BEGIN TEXT EXCERPT

The scipy build I did seemed to not really run all tests and had some other problems. But in any case if someone wants to test if something is still affected by this change this diff may be a crude way to help, since it makes sure the strides are completely bogus if possible when otherwise they are too likely to just happen to be "right". (it creates a numpy failure, but that does not matter)

diff --git a/numpy/core/src/multiarray/ctors.c b/numpy/core/src/multiarray/ctors.c
index ef6c40b..318deb5 100644
--- a/numpy/core/src/multiarray/ctors.c
+++ b/numpy/core/src/multiarray/ctors.c
@@ -3583,7 +3583,12 @@ _array_fill_strides(npy_intp *strides, npy_intp *dims, int nd, size_t itemsize,
     if ((inflag & (NPY_ARRAY_F_CONTIGUOUS|NPY_ARRAY_C_CONTIGUOUS)) ==
                                             NPY_ARRAY_F_CONTIGUOUS) {
         for (i = 0; i < nd; i++) {
-            strides[i] = itemsize;
+            if (dims[i] != 1) {
+                strides[i] = itemsize;
+            }
+            else {
+                strides[i] = 12839184;
+            }
             if (dims[i]) {
                 itemsize *= dims[i];
             }
@@ -3601,7 +3606,12 @@ _array_fill_strides(npy_intp *strides, npy_intp *dims, int nd, size_t itemsize,
     }
     else {
         for (i = nd - 1; i >= 0; i--) {
-            strides[i] = itemsize;
+            if (dims[i] != 1) {
+                strides[i] = itemsize;
+            }
+            else {
+                strides[i] = 12839184;
+            }
             if (dims[i]) {
                 itemsize *= dims[i];
             }
diff --git a/numpy/core/src/multiarray/flagsobject.c b/numpy/core/src/multiarray/flagsobject.c
index ef04bdb..f284292 100644
--- a/numpy/core/src/multiarray/flagsobject.c
+++ b/numpy/core/src/multiarray/flagsobject.c
@@ -110,6 +110,9 @@ _UpdateContiguousFlags(PyArrayObject *ap)
             PyArray_ENABLEFLAGS(ap, NPY_ARRAY_F_CONTIGUOUS);
             return;
         }
+        if (dim == 1) {
+            PyArray_STRIDES(ap)[i] = 12839184; /* complete nuts value */
+        }
         if (dim != 1) {
             if (PyArray_STRIDES(ap)[i] != sd) {
                 is_c_contig = 0;

@stefanv
Copy link
Contributor
stefanv commented Nov 7, 2012

It's a bit scary to use arbitrary "magic" values like that, isn't it?

@seberg
Copy link
Member Author
seberg commented Nov 7, 2012

@stefanv of course its bogus?! But it is just to try if there is anything broken by the fact that arbitrary values could be set, not anything to actually use, its a hack. I just put in random stuff large enough that I thought it should create a segmentation fault in any normal testing. The value should not matter much anyway that purpose as long as its larger then itemsize.

@pv
Copy link
Member
pv commented Nov 8, 2012 8000

Using MAX_INT or another recognizable constant would be better practice --- someone will eventually look at the strides and waste time wondering what is going on.

END TEXT EXCERPT
BEGIN COLLECTED DATA

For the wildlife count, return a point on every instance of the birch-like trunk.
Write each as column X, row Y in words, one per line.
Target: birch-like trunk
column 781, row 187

END COLLECTED DATA

* _TASK REQUIREMENTS_
Write what comes next in the NumPy strides discussion, picking up after its final comment.

* _RESULT FOR THIS EXERCISE_
@seberg
Copy link
Member Author
seberg commented Nov 8, 2012

Anyway... What I would like to know if I need to undo the behaviour change from this PR or (at least for now) not.

Considering for example the Buffer PEP http://www.python.org/dev/peps/pep-3118/#access-flags which says:

All of these flags [PyBuf_(C|F|ANY)_CONTIGUOUS] imply PyBUF_STRIDES and guarantee that the strides buffer info structure will be filled in correctly.

Is an array F-Contiguous if it can be addressed in a F-Contiguous manner or must the strides also have the property that:

f_contiguous = True
sd = arr.itemsize
for d in xrange(arr.ndim):
    if arr.strides[d] != sd:
        f_contiguous = False
        break
    sd *= arr.shape[d]

So that they are not just filled in, but that they are also filled in a nice clean way (meaning that a 3x1 array is either C- or F-contiguous and never both which this PR changed), instead of being possible to be seen in such way.

Also, if it should not be really necessary to clean up strides (to which I personally lean, but I think it probably violates for example the PEPs intention) is it nevertheless too dangerous because it could break some code in non obvious ways (as it did with the medfilt function, even if the fix is simple), and its really not worth it to potentially break code for the small advantages liberal flag gives.

@stefanv
Copy link
Contributor
stefanv commented Nov 8, 2012

A 3x1 can be both, if the values are stored contiguously in memory, no?

@seberg
Copy link
Member Author
seberg commented Nov 8, 2012

@stefanv well, it can be viewed as both, but maybe it cannot be both at once. Take a 3x1 boolean array, its strides are either 1x1 (clean C-Contiguous) or 1x3 (clean F-Contiguous). This PR made it that it can be 1x(arbitrary) and still considered both (since you could just change to the clean strides). I am unsure if for example that PEP considers that it should be clean, which means only one is possible. In any case if you allow both at once, IMO you basically say that that scipy medfilt code is buggy, even if I could imagine to enforce sensible strides, such that this kind of bug is avoided even if it would be off-label usage. Such that a 3x1 array with 1x1 strides would still be considered F-Contiguous (because at least strides[0] == itemsize, which is the main pitfall), but probably that just creates unnecessary confusion as well.

@njsmith
Copy link
Member
njsmith commented Nov 9, 2012

@stefanv: In reality, a 3x1 can be both. But before this PR, numpy had its own ideas that do not really match up with reality -- in numpy, multidimensional arrays are never both C- and F-contiguous (even arrays that are, in fact, both). That's what this PR is fixing.

The code in scipy assumes that all C-contiguous arrays also have the property that strides[-1] == itemsize. For an Nx1 array this may or may not be true, since the last stride is never used...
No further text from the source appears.